### Action item
Let the line containing "detect_objects — Locates the specified woman's eyebrow" serve as the first line of the answer and the final line of the entries as its last, with every line between copied exactly.

*** Material provided Section Begins ***

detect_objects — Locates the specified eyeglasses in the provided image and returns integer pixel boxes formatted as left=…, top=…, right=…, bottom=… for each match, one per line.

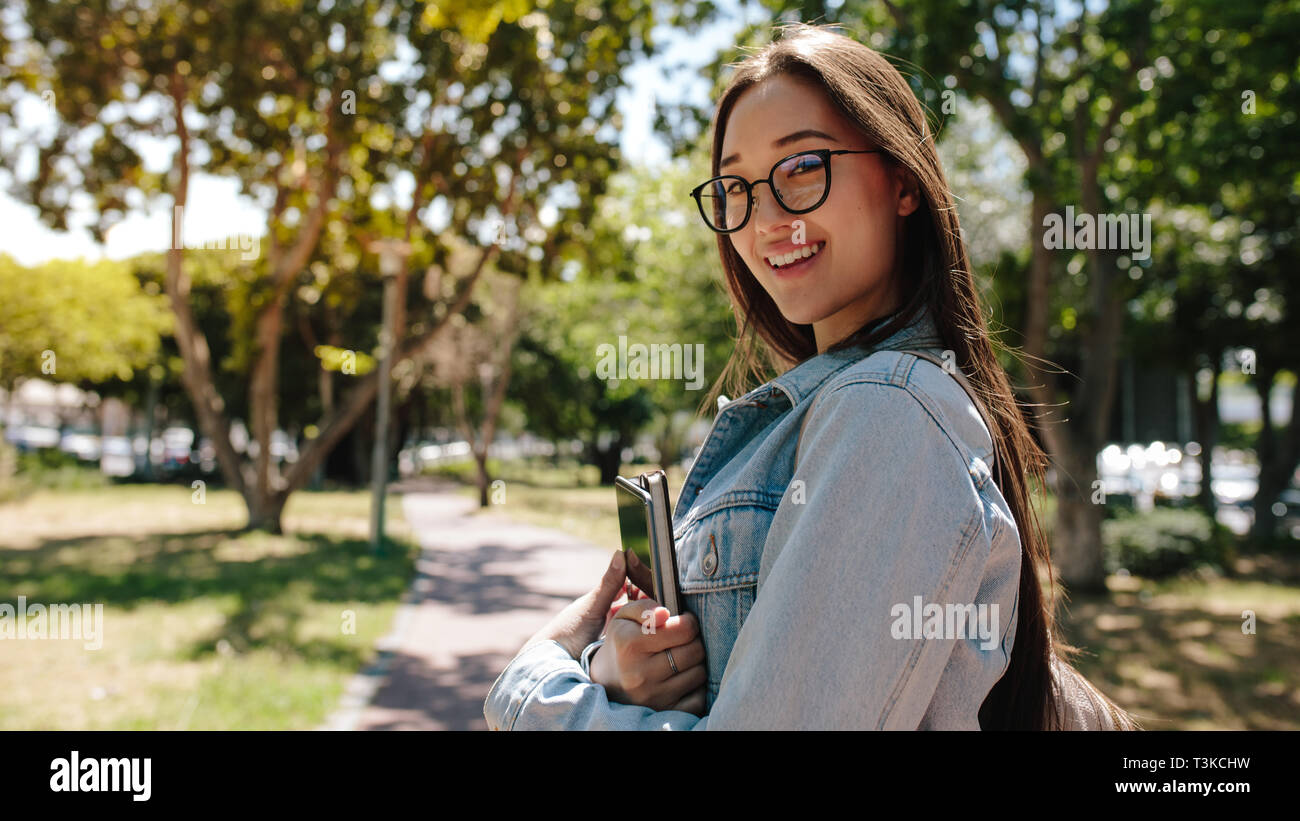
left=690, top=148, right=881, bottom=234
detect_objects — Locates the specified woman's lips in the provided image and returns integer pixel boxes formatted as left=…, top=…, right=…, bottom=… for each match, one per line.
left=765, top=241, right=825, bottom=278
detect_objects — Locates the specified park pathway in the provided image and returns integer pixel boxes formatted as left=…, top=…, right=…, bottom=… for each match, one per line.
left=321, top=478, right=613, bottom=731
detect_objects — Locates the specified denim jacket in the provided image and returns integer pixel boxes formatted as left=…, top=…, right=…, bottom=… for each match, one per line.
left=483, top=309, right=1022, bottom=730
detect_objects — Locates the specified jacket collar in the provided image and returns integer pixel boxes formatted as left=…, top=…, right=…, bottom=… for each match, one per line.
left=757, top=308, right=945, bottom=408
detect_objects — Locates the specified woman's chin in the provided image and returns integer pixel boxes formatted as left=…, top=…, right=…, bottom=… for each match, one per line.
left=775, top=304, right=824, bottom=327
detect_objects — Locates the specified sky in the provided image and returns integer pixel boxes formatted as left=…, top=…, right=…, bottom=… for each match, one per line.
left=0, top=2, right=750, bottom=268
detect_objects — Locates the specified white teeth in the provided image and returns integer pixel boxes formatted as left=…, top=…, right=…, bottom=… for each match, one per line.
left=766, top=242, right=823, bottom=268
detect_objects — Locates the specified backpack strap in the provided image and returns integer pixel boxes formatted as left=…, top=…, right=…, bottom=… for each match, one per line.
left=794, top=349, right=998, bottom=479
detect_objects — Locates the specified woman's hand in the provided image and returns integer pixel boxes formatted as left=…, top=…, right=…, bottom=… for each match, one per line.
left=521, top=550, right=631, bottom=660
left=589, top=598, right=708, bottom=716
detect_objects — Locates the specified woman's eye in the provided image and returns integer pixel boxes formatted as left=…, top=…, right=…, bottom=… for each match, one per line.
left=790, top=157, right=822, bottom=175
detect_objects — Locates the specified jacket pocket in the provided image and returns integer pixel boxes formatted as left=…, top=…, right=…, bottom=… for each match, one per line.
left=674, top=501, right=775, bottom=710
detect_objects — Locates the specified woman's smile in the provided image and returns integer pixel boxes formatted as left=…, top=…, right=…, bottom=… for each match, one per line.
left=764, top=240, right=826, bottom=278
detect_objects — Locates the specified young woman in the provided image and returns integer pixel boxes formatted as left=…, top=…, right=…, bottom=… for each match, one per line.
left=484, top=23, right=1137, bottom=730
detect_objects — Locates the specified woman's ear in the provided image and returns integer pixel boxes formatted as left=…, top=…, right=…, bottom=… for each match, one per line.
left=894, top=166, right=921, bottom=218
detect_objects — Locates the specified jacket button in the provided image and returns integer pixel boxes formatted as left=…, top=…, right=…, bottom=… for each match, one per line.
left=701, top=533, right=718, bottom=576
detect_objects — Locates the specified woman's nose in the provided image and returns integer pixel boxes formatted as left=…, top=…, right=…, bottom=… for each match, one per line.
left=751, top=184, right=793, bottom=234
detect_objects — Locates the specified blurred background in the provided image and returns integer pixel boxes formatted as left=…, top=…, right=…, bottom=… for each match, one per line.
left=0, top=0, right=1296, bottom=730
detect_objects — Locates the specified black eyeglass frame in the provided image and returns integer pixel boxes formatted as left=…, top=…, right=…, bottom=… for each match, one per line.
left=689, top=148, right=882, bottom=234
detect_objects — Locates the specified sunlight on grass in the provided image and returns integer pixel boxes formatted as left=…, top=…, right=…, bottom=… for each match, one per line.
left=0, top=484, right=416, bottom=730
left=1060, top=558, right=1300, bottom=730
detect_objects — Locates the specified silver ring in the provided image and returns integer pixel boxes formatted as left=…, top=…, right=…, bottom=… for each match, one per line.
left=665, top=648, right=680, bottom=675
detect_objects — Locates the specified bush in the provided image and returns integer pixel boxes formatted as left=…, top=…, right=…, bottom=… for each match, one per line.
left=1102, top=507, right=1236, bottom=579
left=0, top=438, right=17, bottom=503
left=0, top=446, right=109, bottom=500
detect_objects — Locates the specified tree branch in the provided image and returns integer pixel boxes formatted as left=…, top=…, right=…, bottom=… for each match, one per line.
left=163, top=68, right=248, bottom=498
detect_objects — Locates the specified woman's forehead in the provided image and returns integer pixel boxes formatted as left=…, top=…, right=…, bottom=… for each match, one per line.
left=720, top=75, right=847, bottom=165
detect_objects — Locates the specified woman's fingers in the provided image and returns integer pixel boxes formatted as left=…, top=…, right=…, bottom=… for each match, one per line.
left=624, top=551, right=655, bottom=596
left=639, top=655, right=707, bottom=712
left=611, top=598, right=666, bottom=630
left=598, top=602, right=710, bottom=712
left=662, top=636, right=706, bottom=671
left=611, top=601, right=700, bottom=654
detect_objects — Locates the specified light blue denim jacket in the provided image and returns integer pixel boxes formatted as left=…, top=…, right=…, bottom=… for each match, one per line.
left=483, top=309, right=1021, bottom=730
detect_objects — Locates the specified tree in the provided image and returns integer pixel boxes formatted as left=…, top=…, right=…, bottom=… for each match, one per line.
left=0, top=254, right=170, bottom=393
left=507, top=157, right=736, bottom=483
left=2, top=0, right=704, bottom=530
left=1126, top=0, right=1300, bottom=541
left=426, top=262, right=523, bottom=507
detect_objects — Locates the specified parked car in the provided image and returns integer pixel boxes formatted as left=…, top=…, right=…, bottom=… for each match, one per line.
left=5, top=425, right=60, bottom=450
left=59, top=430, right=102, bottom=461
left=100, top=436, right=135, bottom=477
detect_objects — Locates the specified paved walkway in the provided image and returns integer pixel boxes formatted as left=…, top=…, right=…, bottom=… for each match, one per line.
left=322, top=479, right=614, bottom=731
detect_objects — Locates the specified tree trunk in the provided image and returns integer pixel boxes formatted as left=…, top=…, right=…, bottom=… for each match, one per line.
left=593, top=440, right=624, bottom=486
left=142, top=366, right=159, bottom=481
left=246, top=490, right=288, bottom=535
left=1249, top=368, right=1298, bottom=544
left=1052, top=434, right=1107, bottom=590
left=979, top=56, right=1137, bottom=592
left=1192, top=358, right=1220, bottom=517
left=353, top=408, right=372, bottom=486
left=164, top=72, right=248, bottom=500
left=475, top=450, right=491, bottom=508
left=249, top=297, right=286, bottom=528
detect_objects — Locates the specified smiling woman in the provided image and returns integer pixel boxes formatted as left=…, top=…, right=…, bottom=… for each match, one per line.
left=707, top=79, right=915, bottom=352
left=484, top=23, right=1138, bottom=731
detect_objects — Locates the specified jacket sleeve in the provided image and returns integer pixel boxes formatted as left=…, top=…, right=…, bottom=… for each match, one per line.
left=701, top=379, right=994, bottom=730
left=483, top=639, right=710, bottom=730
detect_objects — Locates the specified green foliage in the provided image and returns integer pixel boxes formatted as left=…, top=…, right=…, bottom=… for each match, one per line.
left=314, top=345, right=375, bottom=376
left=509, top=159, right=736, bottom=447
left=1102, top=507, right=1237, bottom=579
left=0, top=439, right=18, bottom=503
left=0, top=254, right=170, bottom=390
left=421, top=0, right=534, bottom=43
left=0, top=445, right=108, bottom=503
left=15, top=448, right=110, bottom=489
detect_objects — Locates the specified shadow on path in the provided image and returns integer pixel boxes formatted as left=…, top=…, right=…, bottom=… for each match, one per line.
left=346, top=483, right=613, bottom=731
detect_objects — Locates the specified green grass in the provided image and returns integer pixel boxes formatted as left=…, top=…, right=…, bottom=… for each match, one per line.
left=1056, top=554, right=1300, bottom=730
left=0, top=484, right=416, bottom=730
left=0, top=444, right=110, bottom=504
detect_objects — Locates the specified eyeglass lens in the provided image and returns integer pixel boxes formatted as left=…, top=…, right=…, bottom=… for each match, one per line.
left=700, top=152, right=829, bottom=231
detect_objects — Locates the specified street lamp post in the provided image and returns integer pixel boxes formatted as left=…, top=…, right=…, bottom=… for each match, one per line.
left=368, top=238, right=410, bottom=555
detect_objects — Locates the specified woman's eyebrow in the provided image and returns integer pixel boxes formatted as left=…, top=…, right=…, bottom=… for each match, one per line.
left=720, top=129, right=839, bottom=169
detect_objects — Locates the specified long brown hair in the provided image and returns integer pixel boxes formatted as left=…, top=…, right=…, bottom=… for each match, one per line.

*** Material provided Section Ends ***

### Task solution
detect_objects — Locates the specified woman's eyebrow in the provided image and returns integer pixel boxes formatted as left=…, top=…, right=…, bottom=… for each match, one per line.
left=720, top=129, right=839, bottom=169
detect_objects — Locates the specified long brown hair in the provided image and returns integer pixel boxes formatted as left=…, top=…, right=…, bottom=… for each match, one per line.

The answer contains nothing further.